Segment Start: Page extract
The minister must tell us today why those decisions were made, because that lack of transparency is absolutely unacceptable. It is not just about an incompetent Government that squandered public money while taking selfies in front of ferries with painted-on windows; it is about the communities that the ferries serve. People cannot get to hospital or go to funerals, and businesses are failing because they cannot get their products off-island. The Government is responsible for boosting the economy, not killing it.

Ariane Burgess talked about three families leaving Uist but, because of the ferries fiasco, they will not be the only ones. Some businesses are losing thousands of pounds with each failed sailing. On a smaller scale, others are losing their weekly income at the same time as they face rising costs.

Katy Clark talked about the need for communities to be involved in planning the ferry fleet. If they had been involved, we would not be in this mess now.
Segment End: Page extract
Segment Start: Available data
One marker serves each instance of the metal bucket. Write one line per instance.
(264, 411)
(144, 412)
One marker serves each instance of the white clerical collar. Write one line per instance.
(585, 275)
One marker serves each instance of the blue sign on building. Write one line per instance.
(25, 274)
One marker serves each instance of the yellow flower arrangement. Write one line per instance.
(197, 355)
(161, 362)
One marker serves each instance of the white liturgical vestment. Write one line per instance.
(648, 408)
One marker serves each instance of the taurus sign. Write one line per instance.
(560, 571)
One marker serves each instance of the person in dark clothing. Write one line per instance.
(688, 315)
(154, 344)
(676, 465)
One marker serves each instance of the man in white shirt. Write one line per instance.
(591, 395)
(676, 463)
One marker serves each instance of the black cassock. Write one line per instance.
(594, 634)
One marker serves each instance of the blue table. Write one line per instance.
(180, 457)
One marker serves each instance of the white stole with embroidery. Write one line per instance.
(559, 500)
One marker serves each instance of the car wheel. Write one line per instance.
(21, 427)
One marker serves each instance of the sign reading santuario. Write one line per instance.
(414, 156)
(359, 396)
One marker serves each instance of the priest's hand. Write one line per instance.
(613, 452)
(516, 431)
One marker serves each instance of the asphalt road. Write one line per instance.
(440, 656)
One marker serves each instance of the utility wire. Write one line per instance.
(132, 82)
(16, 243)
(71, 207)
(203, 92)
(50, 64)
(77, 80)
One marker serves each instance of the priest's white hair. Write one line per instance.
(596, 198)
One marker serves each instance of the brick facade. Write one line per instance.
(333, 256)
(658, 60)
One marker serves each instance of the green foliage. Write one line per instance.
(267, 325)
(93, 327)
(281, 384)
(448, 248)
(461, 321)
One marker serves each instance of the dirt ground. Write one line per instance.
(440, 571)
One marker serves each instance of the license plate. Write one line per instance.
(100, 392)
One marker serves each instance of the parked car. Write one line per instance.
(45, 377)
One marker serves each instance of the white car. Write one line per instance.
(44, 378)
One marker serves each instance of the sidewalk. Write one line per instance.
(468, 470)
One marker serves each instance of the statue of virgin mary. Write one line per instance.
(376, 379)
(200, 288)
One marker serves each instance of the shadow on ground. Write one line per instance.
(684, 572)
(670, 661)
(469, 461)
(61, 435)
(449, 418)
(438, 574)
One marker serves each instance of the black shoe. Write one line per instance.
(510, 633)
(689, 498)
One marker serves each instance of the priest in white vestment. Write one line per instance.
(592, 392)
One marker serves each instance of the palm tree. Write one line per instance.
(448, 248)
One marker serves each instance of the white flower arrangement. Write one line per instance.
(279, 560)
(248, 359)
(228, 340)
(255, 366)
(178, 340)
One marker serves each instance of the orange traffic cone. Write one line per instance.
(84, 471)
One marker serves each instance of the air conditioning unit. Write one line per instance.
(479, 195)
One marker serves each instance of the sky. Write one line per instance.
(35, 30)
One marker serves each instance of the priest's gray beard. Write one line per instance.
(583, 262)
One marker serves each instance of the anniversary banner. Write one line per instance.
Segment End: Available data
Tasks for this exercise:
**1.** According to the ferries speech, what are some businesses losing with each failed sailing?
**2.** Update the ferries speech from "Ariane Burgess talked" to "face rising costs.", replacing "Uist" with "Barra".

Set of answers:
**1.** They are losing thousands of pounds.

**2.**
Ariane Burgess talked about three families leaving Barra but, because of the ferries fiasco, they will not be the only ones. Some businesses are losing thousands of pounds with each failed sailing. On a smaller scale, others are losing their weekly income at the same time as they face rising costs.